Building a Robust Market Data Pipeline with Upstox API in Python Using `asyncio` and InfluxDB
Introduction
In the realm of algorithmic trading, real-time market data is crucial. It informs trading decisions and strategies, ensuring they are based on the most up-to-date information. In this article, I will discuss the data feed service I developed for the Upstox broker, designed to receive real-time trading data via websocket and store it in a database. The application is built with a focus on efficiency and reliability, utilizing asynchronous programming to manage multiple tasks concurrently.
Github repo: SsinghBh/TradeDataFeed (github.com)
Background and Context: The choice of Upstox as the broker for this project was a practical one. As an Upstox user, I found their platform and API documentation comprehensive, making it a suitable choice for building a real-time data feed service. The implementation leverages parts of the example code provided by Upstox on their GitHub and official documentation. These scripts, which include functionalities like setting up websocket connections and handling data with protobuf
, served as a foundation upon which I built the application.
Architecture and Design
The architecture of the data feed service is structured around a series of asynchronous coroutines, each fulfilling a distinct role in the data processing pipeline. This setup ensures that data flows smoothly from reception to storage, even in the event of failures.

◆ **OBJECTIVE**
Reproduce verbatim the passage of the Upstox data pipeline article starting at "Background and Context: The" and ending at "event of failures.".

◆ **GIVEN INFORMATION**
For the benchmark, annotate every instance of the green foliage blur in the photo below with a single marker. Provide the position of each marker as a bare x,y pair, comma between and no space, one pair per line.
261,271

◆ **FINAL RESULT**
Background and Context: The choice of Upstox as the broker for this project was a practical one. As an Upstox user, I found their platform and API documentation comprehensive, making it a suitable choice for building a real-time data feed service. The implementation leverages parts of the example code provided by Upstox on their GitHub and official documentation. These scripts, which include functionalities like setting up websocket connections and handling data with protobuf
, served as a foundation upon which I built the application.
Architecture and Design
The architecture of the data feed service is structured around a series of asynchronous coroutines, each fulfilling a distinct role in the data processing pipeline. This setup ensures that data flows smoothly from reception to storage, even in the event of failures.